- [The task]
Summarize the article on Anthem's third-quarter results in two sentences.

Anthem boosts bottom line, but exchange enrollment, pricing a concern

A spike in Medicaid enrollees helped Anthem Inc. achieve single-digit growth in its third-quarter revenue and profit, but company executives said Wednesday that individual lines business will continue to hurt the health insurer's overall profitability.

Anthem also said its merger with rival Cigna Corp. remains on track.

The Indianapolis-based health insurer increased its total revenue by 7.3% through the three-month period ending Sept. 30, to $19.90 billion.

Anthem's net income for the third quarter rose 3.8% to $654.8 million over results reported the same quarter last year.

Revenue growth was driven primarily by a 15.5% increase in Anthem's Medicaid enrollment versus membership totals from a year ago, as well as modest gains in the company's employer-sponsored and Medicare memberships. Anthem's total medical enrollment grew 3.1% compared with a year earlier, held down mainly by an 8.8% drop in the company's individual memberships.

During a conference call Wednesday with analysts, Anthem executives said they expect the company's individual lines business to remain a detractor to its overall profitability, due primarily to slower-than-expected enrollment growth and pricing issues in the public health insurance exchanges established under the federal health care reform law.

“When you look at our circumstances with respect to the individual business, we've witnessed an exchange enrollment shift of about 30% downward migration compared with our initial expectations, which we believe reflects the slower market growth overall, as well as market share losses due to unsustainable pricing by some of our competitors,” Anthem President and CEO Joseph Swedish said during the conference call.

- [Data section]
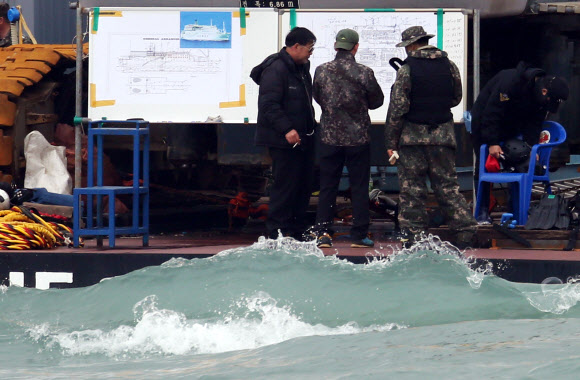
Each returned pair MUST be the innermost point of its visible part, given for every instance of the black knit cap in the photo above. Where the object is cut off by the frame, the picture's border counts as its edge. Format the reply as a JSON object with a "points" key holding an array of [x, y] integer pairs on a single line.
{"points": [[558, 91]]}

- [Answer to the exercise]
Driven mainly by a 15.5% rise in Medicaid enrollment, Anthem's third-quarter revenue grew 7.3% to $19.90 billion and its net income rose 3.8% to $654.8 million, and the company said its merger with Cigna remains on track. Executives expect the individual business, where membership fell 8.8%, to keep hurting overall profitability because of slower-than-expected exchange enrollment growth and pricing issues.